▶ _Action item_: Please repeat the records word for word and skip the pictures.

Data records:
==========
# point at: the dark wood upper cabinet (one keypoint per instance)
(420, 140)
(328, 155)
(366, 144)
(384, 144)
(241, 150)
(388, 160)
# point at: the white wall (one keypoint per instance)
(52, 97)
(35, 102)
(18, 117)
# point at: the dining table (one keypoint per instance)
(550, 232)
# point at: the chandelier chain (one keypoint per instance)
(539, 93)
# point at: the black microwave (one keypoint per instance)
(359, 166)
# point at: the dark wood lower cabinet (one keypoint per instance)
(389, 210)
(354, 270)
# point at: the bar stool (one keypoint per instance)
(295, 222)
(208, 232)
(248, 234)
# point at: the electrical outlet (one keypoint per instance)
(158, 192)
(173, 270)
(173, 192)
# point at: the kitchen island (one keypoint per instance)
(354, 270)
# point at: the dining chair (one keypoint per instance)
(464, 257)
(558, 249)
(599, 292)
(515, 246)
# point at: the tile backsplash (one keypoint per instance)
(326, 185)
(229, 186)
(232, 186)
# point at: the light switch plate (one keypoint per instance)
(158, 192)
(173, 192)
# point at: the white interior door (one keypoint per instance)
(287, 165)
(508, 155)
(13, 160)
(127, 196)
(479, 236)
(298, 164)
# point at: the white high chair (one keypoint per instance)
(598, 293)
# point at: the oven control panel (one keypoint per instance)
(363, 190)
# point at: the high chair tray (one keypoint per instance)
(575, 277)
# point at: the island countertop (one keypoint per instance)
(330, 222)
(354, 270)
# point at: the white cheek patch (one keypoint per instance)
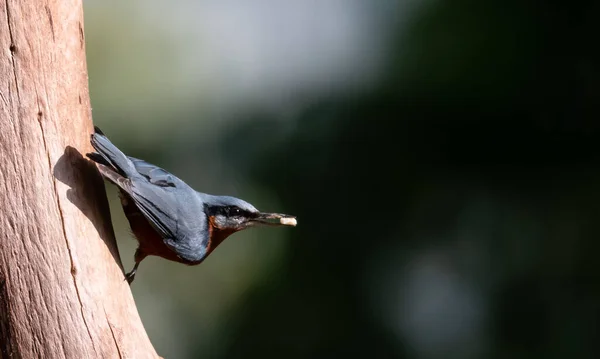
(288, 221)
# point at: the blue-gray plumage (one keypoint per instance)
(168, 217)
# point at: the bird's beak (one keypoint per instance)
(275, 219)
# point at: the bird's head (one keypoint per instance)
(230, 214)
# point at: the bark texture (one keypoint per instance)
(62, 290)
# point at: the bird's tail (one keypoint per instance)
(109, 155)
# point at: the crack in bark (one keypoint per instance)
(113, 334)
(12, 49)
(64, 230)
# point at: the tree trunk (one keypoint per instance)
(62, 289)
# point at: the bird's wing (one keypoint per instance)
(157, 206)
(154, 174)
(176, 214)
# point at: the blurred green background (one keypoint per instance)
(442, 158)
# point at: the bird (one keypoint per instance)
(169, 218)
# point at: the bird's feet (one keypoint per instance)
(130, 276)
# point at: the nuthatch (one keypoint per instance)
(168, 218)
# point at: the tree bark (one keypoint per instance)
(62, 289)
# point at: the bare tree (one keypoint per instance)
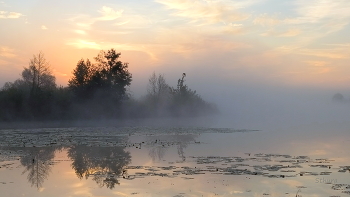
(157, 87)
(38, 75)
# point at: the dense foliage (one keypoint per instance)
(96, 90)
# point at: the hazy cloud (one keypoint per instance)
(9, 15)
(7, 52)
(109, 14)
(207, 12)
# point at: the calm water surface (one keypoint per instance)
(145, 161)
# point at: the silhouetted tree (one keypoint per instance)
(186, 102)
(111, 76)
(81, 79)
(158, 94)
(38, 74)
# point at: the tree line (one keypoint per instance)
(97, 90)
==========
▶ _Task output_:
# point at: the dark wood upper cabinet (one keypoint per instance)
(420, 140)
(328, 155)
(366, 144)
(384, 144)
(241, 150)
(388, 160)
# point at: the white wall (one keypoint per instance)
(52, 97)
(35, 102)
(18, 117)
# point at: the dining table (one keypoint per instance)
(550, 232)
# point at: the chandelier chain (one keypoint per instance)
(539, 93)
# point at: the black microwave (one keypoint per instance)
(359, 166)
# point at: the dark wood lower cabinet (one keypoint per instance)
(389, 210)
(354, 270)
# point at: the bar stool (one keypoint per instance)
(295, 222)
(208, 232)
(248, 234)
# point at: the electrical outlet (one keypoint per instance)
(158, 192)
(173, 270)
(173, 192)
# point at: the kitchen island (one keypoint per instance)
(354, 270)
# point at: the dining chair (one keypoint per instance)
(464, 257)
(558, 249)
(599, 292)
(515, 246)
# point at: the tile backsplash (one keypoint per instance)
(326, 185)
(229, 186)
(232, 186)
# point at: the light switch plate (one keypoint per instance)
(158, 192)
(173, 192)
# point at: the white interior door (one keypoint per instance)
(287, 165)
(508, 155)
(13, 160)
(127, 196)
(479, 236)
(298, 164)
# point at: the white high chair (one keypoint per instance)
(598, 293)
# point at: the oven control panel (one keypoint per instance)
(363, 190)
# point at: the high chair tray (one keypoint per instance)
(575, 277)
# point at: the island countertop (one keypoint per instance)
(330, 222)
(354, 270)
# point at: the white cheek patch (one keypoint per instance)
(288, 221)
# point at: the blue-gray plumage (one keypoint per instance)
(168, 217)
# point at: the bird's beak (one keypoint per instance)
(275, 219)
# point at: the bird's head (one keypoint per instance)
(230, 214)
# point at: the bark texture (one keypoint per instance)
(62, 290)
# point at: the bird's tail (one keypoint per instance)
(109, 155)
# point at: the crack in bark (one keypoint per instance)
(113, 334)
(12, 49)
(64, 230)
# point at: the tree trunk (one keypoint per instance)
(62, 289)
# point at: the bird's wing (one keypoint per instance)
(157, 206)
(154, 174)
(176, 214)
# point at: the blurred green background (one keypoint per instance)
(442, 158)
# point at: the bird (one keypoint per instance)
(169, 218)
# point at: the bird's feet (one keypoint per instance)
(130, 276)
# point at: the nuthatch (one keypoint per instance)
(168, 218)
# point at: the tree bark (one keypoint per instance)
(62, 289)
# point at: the bare tree (one keypoint per instance)
(157, 87)
(38, 75)
# point at: the dense foliage (one keypoint per instance)
(96, 90)
# point at: the hazy cloud (one keypoint per instance)
(9, 15)
(7, 52)
(109, 14)
(207, 12)
# point at: the calm water surface (one keypoint per instance)
(145, 161)
# point at: the silhouetted tree (one keypoint per instance)
(186, 102)
(111, 76)
(81, 79)
(158, 94)
(38, 74)
# point at: the tree line (one keypoint per instance)
(97, 90)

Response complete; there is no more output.